▶ **DATASET ENTRIES**

-*-*-

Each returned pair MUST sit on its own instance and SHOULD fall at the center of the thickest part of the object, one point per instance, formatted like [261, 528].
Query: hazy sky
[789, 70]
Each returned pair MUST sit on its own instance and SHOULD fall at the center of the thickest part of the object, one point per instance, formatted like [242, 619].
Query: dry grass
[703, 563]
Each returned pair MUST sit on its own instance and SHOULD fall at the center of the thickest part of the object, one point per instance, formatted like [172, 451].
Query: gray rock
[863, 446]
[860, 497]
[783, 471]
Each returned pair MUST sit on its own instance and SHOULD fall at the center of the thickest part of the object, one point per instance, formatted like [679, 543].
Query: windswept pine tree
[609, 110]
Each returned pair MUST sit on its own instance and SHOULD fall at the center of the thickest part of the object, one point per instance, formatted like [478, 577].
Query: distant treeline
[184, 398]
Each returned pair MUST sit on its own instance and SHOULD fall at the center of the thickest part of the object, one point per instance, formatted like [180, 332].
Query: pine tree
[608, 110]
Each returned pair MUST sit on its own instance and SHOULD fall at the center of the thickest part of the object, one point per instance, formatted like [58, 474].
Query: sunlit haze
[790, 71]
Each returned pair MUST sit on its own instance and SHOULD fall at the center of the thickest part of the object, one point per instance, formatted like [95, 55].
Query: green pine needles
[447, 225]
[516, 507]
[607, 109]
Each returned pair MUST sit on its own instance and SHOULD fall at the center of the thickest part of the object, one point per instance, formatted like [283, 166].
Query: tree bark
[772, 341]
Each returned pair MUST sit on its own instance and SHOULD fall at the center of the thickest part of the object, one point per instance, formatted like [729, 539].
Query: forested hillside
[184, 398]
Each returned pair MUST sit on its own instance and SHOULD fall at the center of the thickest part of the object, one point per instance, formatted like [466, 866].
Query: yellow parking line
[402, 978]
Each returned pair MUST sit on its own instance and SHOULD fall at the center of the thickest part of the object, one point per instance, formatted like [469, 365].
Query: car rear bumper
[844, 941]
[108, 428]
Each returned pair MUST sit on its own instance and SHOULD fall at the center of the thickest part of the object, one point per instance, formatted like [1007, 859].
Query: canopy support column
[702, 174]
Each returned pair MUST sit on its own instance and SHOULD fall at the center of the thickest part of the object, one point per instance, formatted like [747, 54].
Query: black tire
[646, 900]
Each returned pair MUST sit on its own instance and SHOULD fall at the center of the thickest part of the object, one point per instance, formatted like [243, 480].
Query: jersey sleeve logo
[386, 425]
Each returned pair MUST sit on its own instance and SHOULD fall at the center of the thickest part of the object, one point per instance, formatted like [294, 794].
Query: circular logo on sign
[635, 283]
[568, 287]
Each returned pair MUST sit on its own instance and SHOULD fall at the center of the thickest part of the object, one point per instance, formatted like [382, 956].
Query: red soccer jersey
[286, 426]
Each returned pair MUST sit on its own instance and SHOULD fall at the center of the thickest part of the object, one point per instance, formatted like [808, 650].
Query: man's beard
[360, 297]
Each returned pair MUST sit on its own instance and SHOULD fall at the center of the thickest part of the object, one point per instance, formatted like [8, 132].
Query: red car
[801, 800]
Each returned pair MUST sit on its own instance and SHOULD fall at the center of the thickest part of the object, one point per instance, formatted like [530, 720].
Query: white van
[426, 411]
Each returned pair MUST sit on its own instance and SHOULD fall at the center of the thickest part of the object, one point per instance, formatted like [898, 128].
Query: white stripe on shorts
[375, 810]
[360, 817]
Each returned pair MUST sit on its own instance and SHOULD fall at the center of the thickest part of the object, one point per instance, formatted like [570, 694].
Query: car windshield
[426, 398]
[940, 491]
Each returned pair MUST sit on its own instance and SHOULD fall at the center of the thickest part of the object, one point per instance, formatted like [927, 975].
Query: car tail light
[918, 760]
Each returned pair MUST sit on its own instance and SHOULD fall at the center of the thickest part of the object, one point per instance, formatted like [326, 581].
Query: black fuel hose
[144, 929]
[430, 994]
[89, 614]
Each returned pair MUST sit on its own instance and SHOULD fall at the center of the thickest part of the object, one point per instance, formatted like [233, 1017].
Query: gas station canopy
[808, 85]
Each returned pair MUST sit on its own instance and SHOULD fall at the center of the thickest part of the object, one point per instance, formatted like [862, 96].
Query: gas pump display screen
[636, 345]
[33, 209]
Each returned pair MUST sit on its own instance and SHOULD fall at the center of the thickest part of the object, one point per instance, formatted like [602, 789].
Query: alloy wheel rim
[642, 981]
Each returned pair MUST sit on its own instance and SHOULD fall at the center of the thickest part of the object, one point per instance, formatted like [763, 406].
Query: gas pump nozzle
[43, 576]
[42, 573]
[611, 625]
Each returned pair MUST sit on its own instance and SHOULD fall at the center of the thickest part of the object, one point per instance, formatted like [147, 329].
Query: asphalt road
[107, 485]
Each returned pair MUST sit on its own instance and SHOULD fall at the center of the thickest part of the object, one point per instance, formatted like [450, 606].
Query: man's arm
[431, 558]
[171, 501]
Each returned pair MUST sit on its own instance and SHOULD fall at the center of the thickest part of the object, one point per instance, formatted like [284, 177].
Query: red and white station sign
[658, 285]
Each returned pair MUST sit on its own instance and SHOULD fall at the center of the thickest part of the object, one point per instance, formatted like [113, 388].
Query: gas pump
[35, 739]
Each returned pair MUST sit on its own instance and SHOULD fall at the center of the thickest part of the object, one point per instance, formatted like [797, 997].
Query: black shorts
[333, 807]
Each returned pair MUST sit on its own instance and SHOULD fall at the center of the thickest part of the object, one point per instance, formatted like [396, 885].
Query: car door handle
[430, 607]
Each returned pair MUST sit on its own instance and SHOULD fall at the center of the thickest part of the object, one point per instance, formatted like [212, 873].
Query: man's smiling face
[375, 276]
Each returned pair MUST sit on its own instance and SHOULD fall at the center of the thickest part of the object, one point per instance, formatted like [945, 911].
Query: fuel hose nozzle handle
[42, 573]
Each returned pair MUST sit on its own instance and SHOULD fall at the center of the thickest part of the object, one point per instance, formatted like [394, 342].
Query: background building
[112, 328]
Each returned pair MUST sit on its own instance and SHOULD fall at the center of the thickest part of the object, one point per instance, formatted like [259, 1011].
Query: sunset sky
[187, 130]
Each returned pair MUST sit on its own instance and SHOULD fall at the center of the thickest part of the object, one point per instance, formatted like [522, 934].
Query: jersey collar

-*-*-

▶ **SHORT TASK**
Print every entry exactly as written.

▶ **SOLUTION TO THE EXERCISE**
Each returned pair MUST sit on its own instance and SHOULD fall at the center of the thickest part of the object, one point per instance, formatted like [261, 528].
Query: hazy sky
[789, 70]
Each returned pair MUST sit on its own instance and SHOULD fall at the center of the thickest part of the object, one point per instance, formatted like [242, 619].
Query: dry grass
[703, 563]
Each returned pair MUST sit on its own instance and SHOULD fall at the center of the thickest part of the object, one point per instance, formatted like [172, 451].
Query: gray rock
[863, 446]
[860, 497]
[783, 471]
Each returned pair MUST sit on its own instance and SHOULD fall at the center of the thickest part of the object, one point per instance, formatted like [679, 543].
Query: windswept pine tree
[609, 110]
Each returned pair MUST sit on its own instance and SHOULD fall at the center of the thickest part of the object, one point per instance, formatted like [478, 577].
Query: distant treeline
[184, 398]
Each returned pair MUST sit on its own instance and SHOULD fall at the center of the thickest part of the object, one point per instance, formatted like [180, 332].
Query: pine tree
[608, 110]
Each returned pair MUST sit on its own instance and SHOULD fall at the center of the thickest part of the object, one point per instance, formatted like [58, 474].
Query: sunlit haze
[790, 71]
Each returned pair MUST sit on its own instance and SHOULD fall at the center of the thickest part of the object, one point per instance, formatted like [95, 55].
Query: green pine needles
[447, 225]
[516, 507]
[607, 109]
Each returned pair MUST sit on its own instance and SHOULD fall at the center of the thickest part of the object, one point per instance, formatted like [283, 166].
Query: tree bark
[772, 341]
Each returned pair MUST sit on its own instance and SHOULD fall at the center of the thickest part of the object, one point per instance, formatted like [729, 539].
Query: forested hillside
[184, 398]
Each returned pair MUST sit on its own instance and SHOULD fall at the center of the thickest part of the object, one point per instance, formatted like [466, 866].
Query: yellow parking line
[402, 978]
Each returned pair MUST sit on its own instance and SHOULD fall at the center of the thickest part of the object, one point per instance, formatted like [469, 365].
Query: car rear bumper
[844, 941]
[108, 428]
Each returned pair MUST sit on its own instance and SHOULD fall at the center of the thickest part of the object, one point per instance, formatted like [1007, 859].
Query: canopy support column
[702, 174]
Each returned pair MUST sit on its own instance and SHOULD fall at the center of the thickest part of the object, one point per instance, formatted like [747, 54].
Query: black tire
[646, 900]
Each returned pair MUST sit on its own instance and SHOULD fall at the center of the thickest part of the object, one point per instance, formatted like [243, 480].
Query: jersey sleeve logo
[386, 425]
Each returned pair MUST sit on its own instance and SHOULD fall at the center of the thickest part of the object, one point per instance, formatted like [294, 794].
Query: circular logo on sign
[635, 283]
[568, 287]
Each returned pair MUST sit on its own instance and SHOULD fall at the center of the thickest part of the object, one point per instance, formatted like [382, 956].
Query: red soccer jersey
[286, 426]
Each returned pair MUST sit on its own instance and SHOULD fall at the center of the thickest part of the object, one point per instance, formatted like [808, 650].
Query: man's beard
[360, 297]
Each returned pair MUST sit on its own instance and SHOULD fall at the center of the thickest part of the object, one point per instance, formatted like [8, 132].
Query: red car
[801, 800]
Each returned pair MUST sit on its own instance and SHOULD fall at the center of the thickest part of the object, one point per instance, formatted like [530, 720].
Query: white van
[426, 411]
Each returned pair MUST sit on its own instance and SHOULD fall at the center of the thickest part of the object, one point per instance, formatted like [898, 128].
Query: white stripe on shorts
[375, 810]
[360, 817]
Each returned pair MUST sit on its own instance and SHOULD fall at the center of the thickest part of the object, one point per instance, formatted like [570, 694].
Query: car windshield
[426, 398]
[940, 491]
Each returned pair MUST sit on its own instance and SHOULD fall at the center of the thickest part of the object, one point per instance, formatted like [927, 975].
Query: car tail light
[918, 760]
Each returned pair MUST sit on its own instance and SHOULD fall at the center of the thickest part of the object, one point per instance, formatted like [326, 581].
Query: black fuel hose
[144, 929]
[430, 994]
[89, 614]
Each returned pair MUST sit on its own instance and SHOULD fall at the center of the thickest part of the object, one point per instance, formatted like [233, 1017].
Query: gas station canopy
[808, 85]
Each returned pair MUST sit on its own instance and SHOULD fall at the center of the thickest part of the object, one point per instance, formatted like [862, 96].
Query: gas pump display screen
[636, 345]
[33, 209]
Each returned pair MUST sit on its own instance and SHOULD fall at the center of the thickest part of the object, one point per instance, formatted like [602, 789].
Query: alloy wheel rim
[642, 981]
Each returned pair MUST sit on its own instance and SHOULD fall at the center of the thickest part of the object, one point per instance, formatted like [763, 406].
Query: gas pump nozzle
[43, 576]
[42, 573]
[611, 625]
Each returned pair MUST sit on its own instance and SHOULD fall at the center of the thickest part of the object, one point per instance, formatted like [147, 329].
Query: asphalt road
[107, 485]
Each returned pair MUST sit on its own instance and SHOULD fall at the center of the thickest part of the object, one point per instance, formatted like [450, 606].
Query: man's arm
[431, 558]
[171, 501]
Each returned pair MUST sit on its own instance and SHOULD fall at the center of the thickest part of the object, one point per instance, formatted like [284, 177].
Query: red and white station sign
[658, 285]
Each returned pair MUST sit on its own instance and SHOULD fall at the center of the thickest part of the object, one point per instance, formatted like [113, 388].
Query: gas pump
[35, 739]
Each returned pair MUST sit on its own instance and SHOULD fall at the center of the thickest part of the object, one point per instance, formatted like [797, 997].
Query: black shorts
[333, 807]
Each returned pair MUST sit on its own instance and SHOULD fall at the center of the thickest part of the object, one point per instance, formatted like [396, 885].
Query: car door handle
[430, 607]
Each returned pair MUST sit on its own instance and SHOULD fall at the center of the thickest part of the object, one point per instance, formatted like [212, 873].
Query: man's smiling face
[375, 276]
Each returned pair MUST sit on its own instance and SHOULD fall at the center of the thickest part of the object, one point per instance, formatted like [945, 911].
Query: fuel hose nozzle handle
[42, 573]
Each returned pair MUST sit on its own instance and SHOULD fall at the center of the thickest part of the object, one point per instance, formatted like [394, 342].
Query: background building
[112, 328]
Each returned pair MUST sit on its own instance and SHOULD fall at the center of the thickest part of the object, one point per instance, formatted like [259, 1011].
Query: sunset sky
[187, 130]
Each returned pair MUST sit on its own instance and SHOULD fall at the center of the thickest part of the object, one point per instance, formatted like [522, 934].
Query: jersey collar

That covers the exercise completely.